_Aim of the task_: Repeat the material below exactly, line for line.

_Given records_:
----------------

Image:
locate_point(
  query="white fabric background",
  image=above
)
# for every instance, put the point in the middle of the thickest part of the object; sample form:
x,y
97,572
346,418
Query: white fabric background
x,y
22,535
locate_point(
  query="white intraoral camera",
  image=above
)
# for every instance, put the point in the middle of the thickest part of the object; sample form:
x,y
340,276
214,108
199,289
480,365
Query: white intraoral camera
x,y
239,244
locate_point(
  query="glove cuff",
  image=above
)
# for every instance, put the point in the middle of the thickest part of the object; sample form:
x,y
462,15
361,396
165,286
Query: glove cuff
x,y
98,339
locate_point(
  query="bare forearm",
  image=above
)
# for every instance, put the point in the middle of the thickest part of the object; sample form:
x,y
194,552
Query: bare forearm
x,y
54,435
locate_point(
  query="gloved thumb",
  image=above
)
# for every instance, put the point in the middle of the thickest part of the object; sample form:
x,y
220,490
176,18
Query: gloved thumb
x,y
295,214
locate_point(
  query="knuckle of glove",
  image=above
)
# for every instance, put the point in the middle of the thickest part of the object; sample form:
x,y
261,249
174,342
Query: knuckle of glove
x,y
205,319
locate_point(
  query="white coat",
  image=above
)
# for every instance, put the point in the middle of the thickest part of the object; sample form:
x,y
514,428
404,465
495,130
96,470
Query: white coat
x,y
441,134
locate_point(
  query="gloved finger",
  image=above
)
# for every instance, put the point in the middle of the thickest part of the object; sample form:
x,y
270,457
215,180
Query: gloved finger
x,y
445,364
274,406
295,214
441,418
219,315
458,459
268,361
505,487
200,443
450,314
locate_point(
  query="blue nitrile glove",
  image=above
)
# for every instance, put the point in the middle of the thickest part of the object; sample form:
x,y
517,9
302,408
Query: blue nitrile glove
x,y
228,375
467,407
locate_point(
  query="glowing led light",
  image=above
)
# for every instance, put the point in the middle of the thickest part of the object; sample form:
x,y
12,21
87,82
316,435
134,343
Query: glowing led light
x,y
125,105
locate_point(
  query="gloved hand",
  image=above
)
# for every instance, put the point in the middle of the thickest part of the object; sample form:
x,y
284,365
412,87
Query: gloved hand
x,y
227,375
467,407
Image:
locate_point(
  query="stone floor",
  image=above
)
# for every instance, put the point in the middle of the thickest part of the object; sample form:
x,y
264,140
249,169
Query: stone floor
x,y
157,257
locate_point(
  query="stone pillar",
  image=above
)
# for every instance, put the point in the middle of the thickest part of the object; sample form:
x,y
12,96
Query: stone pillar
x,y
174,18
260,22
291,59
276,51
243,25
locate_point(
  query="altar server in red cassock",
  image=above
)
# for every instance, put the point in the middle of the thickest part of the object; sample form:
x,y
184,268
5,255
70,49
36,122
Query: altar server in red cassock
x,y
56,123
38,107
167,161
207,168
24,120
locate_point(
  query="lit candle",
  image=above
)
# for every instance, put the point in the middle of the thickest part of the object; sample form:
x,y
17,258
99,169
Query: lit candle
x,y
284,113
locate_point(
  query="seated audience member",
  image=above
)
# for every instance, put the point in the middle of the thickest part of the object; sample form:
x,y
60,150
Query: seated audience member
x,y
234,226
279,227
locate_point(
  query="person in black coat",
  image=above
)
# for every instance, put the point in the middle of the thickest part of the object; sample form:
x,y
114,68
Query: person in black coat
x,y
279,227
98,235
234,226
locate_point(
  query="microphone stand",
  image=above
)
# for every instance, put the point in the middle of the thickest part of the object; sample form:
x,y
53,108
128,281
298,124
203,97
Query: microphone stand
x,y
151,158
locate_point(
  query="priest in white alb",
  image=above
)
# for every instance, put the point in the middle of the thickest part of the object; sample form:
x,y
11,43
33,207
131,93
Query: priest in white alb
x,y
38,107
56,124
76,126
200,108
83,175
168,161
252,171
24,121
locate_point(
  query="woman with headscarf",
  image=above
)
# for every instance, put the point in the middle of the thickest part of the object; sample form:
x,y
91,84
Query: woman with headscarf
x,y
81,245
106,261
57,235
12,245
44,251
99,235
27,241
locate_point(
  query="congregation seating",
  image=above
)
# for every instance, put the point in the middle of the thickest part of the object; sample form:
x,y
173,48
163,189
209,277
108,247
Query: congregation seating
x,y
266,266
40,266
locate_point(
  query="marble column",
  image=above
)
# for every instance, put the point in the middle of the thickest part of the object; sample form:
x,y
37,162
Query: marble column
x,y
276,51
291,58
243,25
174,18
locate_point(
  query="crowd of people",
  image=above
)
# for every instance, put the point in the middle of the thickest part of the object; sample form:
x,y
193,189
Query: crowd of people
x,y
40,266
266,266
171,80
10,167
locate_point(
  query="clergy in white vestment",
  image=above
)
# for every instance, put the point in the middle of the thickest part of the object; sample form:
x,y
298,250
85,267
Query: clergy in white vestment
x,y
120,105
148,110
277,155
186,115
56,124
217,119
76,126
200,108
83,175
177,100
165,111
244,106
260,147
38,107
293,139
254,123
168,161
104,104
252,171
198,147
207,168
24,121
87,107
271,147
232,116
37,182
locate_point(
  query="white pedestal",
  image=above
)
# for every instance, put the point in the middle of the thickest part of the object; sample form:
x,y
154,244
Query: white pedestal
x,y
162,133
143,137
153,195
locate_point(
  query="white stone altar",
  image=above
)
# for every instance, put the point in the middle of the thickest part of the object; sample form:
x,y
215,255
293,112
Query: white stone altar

----------------

_The reply_:
Image:
locate_point(
  query="white fabric background",
  image=above
)
# for every instance, put the point in the middle of the thickest part of the object; sample form:
x,y
97,572
346,418
Query: white fabric background
x,y
22,535
locate_point(
  query="white intraoral camera",
  image=above
)
# for every instance, put the point in the middle of the thickest part of the object; sample form:
x,y
340,276
214,108
199,289
480,365
Query: white intraoral camera
x,y
239,244
locate_point(
  query="glove cuff",
  image=above
)
# for every instance, put the point in the middle of the thickest part of the object; sample form:
x,y
462,15
361,396
165,286
Query: glove cuff
x,y
98,339
locate_point(
  query="bare forearm",
  image=above
)
# for every instance, put the point in the middle of the thickest part of the object; sample form:
x,y
194,552
Query: bare forearm
x,y
54,435
locate_point(
  query="gloved thumb",
  image=above
)
# for every instance, put the point in the middle of the thickest part of the object; sample form:
x,y
220,490
176,18
Query: gloved thumb
x,y
295,214
locate_point(
  query="knuckle of glove",
  image=above
)
# for every instance, put the point in the middle of the thickest part of the object; sample form:
x,y
261,249
174,342
Query: knuckle of glove
x,y
205,319
locate_point(
  query="white coat",
  image=above
)
# for every instance, put the point in the middle of the thickest part of the object; sample form:
x,y
514,428
404,465
495,130
96,470
Query: white coat
x,y
441,134
locate_point(
  query="gloved finger",
  image=above
)
# for every instance, put the point in the middle of the thickest part of the object; sample form:
x,y
270,457
215,180
Query: gloved finger
x,y
445,364
274,406
295,214
441,418
219,315
458,459
268,361
505,487
200,443
450,314
locate_point(
  query="blue nitrile glove",
  image=above
)
# for every instance, put the point in the middle of the thickest part of the object; sample form:
x,y
517,9
302,408
Query: blue nitrile glove
x,y
228,375
467,407
locate_point(
  query="glowing led light",
  image=above
)
# for every instance, put the point in the middle of the thickest part of the object; sample form:
x,y
12,21
87,82
316,435
134,343
Query: glowing led light
x,y
125,105
locate_point(
  query="gloved hand",
  image=above
)
# for every instance, put the point in the middle of the thickest part of the object; sample form:
x,y
284,365
412,87
Query: gloved hand
x,y
227,375
467,407
Image:
locate_point(
  query="stone floor",
  image=above
)
# for every instance, put the point in the middle of the thickest part of the object; sample form:
x,y
264,140
249,169
Query: stone floor
x,y
157,257
locate_point(
  query="stone pillar",
  image=above
)
# for every instance, put the point in the middle of the thickest part of the object; sample form:
x,y
12,96
Query: stone pillar
x,y
174,18
260,22
291,59
276,51
243,25
locate_point(
  query="altar server in red cassock",
  image=above
)
# for every instance, put the point in the middle of the thickest part of the object; sample form:
x,y
184,268
5,255
70,49
36,122
Query: altar server in red cassock
x,y
56,123
38,107
167,161
207,168
24,120
locate_point(
  query="lit candle",
  image=above
)
# for every instance, put the point in the middle of the thickest part of the object; sample form:
x,y
17,258
99,169
Query: lit candle
x,y
284,113
locate_point(
  query="seated audience member",
  image=above
)
# for every instance, put the point in the middle of the thickest part of the object; sample form:
x,y
60,150
Query: seated audience member
x,y
234,226
279,227
locate_point(
  query="person in black coat",
  image=above
)
# for every instance, put the point in the middle of the thickest part of the object; sample form:
x,y
114,68
Query: person in black coat
x,y
279,227
98,235
234,226
locate_point(
  query="microphone stand",
  image=above
)
# for every instance, put the point in the middle of the thickest part of the object; sample form:
x,y
53,108
128,281
298,124
203,97
Query: microphone stand
x,y
151,158
locate_point(
  query="priest in white alb",
  image=above
)
# for every instance, put the point in the middle of the thickest part of the object; sample form:
x,y
11,43
33,207
131,93
Query: priest in white alb
x,y
38,107
56,124
76,126
200,108
83,175
168,161
252,171
24,121
locate_point(
  query="woman with headscarf",
  image=above
)
# for every instance, put the point in the middle of the thickest part of the object; sample form:
x,y
91,84
Query: woman with headscarf
x,y
81,245
106,261
57,235
12,245
44,251
99,235
27,241
locate_point(
  query="congregation seating",
  image=above
)
# for every instance, put the point in the middle of the thickest part of the object; sample form:
x,y
173,48
163,189
209,277
108,247
Query: congregation seating
x,y
266,266
40,266
locate_point(
  query="marble column",
  image=above
)
# for every instance, put the point in the middle of the thickest part of the object; sample form:
x,y
37,162
Query: marble column
x,y
276,51
291,58
243,25
174,18
locate_point(
  query="crowd of people",
  image=above
)
# for every instance, put the point in the middle of the thickest part of the object; sample form:
x,y
193,189
Query: crowd of people
x,y
40,266
266,266
171,80
10,167
locate_point(
  query="clergy in white vestment",
  image=above
)
# for every instance, put the point in the middle of the thickest part of the object; sample form:
x,y
298,250
85,267
Query: clergy in white vestment
x,y
120,105
148,110
277,155
186,115
56,124
217,119
76,126
200,108
83,175
177,100
165,111
244,106
260,147
38,107
293,139
254,123
168,161
104,104
252,171
198,147
207,168
24,121
87,107
271,147
232,116
37,182
locate_point(
  query="white pedestal",
  image=above
)
# for every instance, put the point in the middle of the thickest part of the object; sample form:
x,y
154,244
Query: white pedestal
x,y
162,133
143,137
153,195
locate_point(
  query="white stone altar",
  image=above
)
# for every instance, put the point in the middle of the thickest part of the object; sample form:
x,y
215,255
293,112
Query: white stone altar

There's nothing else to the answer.